Action item »
Which of the lines below hold the word "open"? Pull each of them out.

--- Exercise data Enclosed Below ---

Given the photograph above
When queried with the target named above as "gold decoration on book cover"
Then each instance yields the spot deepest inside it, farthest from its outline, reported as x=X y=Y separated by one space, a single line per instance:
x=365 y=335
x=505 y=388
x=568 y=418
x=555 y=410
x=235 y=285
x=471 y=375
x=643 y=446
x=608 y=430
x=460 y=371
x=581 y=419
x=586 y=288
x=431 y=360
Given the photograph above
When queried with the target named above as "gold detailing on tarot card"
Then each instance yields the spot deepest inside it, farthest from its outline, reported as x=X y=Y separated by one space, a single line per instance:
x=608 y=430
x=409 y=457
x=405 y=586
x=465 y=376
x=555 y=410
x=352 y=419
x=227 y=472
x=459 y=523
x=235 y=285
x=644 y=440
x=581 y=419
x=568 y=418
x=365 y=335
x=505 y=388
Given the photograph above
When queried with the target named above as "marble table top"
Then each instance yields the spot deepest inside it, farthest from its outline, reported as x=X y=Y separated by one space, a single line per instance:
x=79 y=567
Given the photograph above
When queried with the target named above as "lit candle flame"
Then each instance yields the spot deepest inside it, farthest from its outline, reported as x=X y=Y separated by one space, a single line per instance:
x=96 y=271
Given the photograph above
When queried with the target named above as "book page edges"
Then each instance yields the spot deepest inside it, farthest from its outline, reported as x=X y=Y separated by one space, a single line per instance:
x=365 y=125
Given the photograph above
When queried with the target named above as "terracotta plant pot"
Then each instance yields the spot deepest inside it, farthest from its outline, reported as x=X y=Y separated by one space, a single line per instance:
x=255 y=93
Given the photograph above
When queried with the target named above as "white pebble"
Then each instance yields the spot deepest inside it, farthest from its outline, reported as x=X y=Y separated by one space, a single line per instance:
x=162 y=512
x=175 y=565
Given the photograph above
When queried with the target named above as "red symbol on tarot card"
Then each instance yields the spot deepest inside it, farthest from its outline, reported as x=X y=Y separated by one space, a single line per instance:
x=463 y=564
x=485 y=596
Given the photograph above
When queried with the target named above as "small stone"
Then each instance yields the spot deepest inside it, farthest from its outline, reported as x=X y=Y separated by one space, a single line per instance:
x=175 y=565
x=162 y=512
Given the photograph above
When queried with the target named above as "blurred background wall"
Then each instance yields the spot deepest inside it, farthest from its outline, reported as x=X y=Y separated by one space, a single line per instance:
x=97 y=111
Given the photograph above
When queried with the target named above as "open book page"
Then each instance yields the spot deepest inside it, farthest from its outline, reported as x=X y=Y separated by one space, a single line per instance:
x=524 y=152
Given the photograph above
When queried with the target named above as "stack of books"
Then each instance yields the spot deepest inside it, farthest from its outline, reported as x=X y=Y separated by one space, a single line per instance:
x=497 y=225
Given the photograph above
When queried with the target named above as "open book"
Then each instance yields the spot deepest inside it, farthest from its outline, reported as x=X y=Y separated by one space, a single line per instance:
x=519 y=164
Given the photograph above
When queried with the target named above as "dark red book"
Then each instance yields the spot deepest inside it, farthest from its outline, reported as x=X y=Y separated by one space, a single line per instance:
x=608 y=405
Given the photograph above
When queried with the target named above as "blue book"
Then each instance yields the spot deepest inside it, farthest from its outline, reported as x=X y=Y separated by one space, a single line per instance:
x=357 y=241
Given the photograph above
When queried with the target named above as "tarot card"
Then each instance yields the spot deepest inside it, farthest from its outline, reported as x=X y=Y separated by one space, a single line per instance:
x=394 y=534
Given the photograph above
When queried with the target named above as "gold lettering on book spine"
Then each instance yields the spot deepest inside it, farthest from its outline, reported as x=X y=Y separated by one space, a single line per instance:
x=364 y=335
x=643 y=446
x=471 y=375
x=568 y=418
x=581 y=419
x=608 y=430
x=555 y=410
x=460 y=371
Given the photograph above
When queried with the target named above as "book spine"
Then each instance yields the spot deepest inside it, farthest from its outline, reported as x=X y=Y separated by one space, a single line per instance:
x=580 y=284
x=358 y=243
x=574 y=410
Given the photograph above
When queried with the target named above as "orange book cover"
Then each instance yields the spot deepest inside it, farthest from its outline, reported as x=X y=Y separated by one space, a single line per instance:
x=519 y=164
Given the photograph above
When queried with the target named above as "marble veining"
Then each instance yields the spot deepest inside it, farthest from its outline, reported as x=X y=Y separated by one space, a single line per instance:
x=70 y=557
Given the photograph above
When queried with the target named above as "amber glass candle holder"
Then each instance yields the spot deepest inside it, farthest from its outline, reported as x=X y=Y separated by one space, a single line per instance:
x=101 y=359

--- End of Enclosed Exercise data ---

Solution to the problem »
When queried with the target named above as "open book page"
When queried with the target named above as "open book"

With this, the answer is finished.